BEGIN Provided records
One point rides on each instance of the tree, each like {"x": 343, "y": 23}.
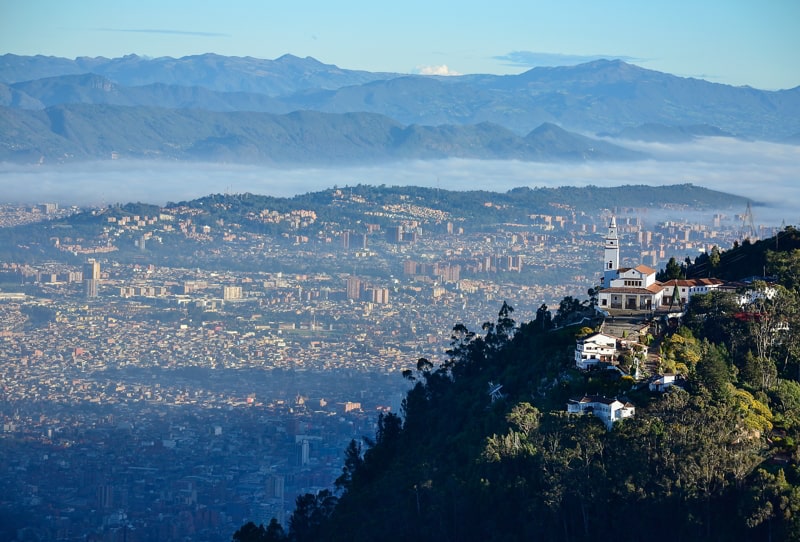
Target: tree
{"x": 249, "y": 532}
{"x": 274, "y": 532}
{"x": 352, "y": 464}
{"x": 713, "y": 260}
{"x": 310, "y": 514}
{"x": 673, "y": 269}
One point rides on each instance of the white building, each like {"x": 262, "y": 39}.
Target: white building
{"x": 626, "y": 288}
{"x": 608, "y": 410}
{"x": 686, "y": 288}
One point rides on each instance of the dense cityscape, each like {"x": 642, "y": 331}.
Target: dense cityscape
{"x": 145, "y": 400}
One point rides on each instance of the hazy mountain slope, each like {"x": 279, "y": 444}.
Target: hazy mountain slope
{"x": 670, "y": 134}
{"x": 100, "y": 90}
{"x": 80, "y": 131}
{"x": 284, "y": 75}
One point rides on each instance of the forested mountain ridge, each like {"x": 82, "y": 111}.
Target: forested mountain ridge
{"x": 717, "y": 457}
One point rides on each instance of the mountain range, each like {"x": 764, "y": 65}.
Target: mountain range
{"x": 298, "y": 110}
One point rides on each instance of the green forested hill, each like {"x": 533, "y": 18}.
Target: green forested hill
END Provided records
• Set exercise: Pull out the lines of the material verbatim, starting with the line containing "One point rides on each instance of the mountain" and continuing through the last line of the material.

• Solution to this problem:
One point rides on each instance of the mountain range, each like {"x": 764, "y": 65}.
Target: mountain range
{"x": 298, "y": 110}
One point rides on each instance of the green forested hill, each like {"x": 533, "y": 18}.
Target: green forested hill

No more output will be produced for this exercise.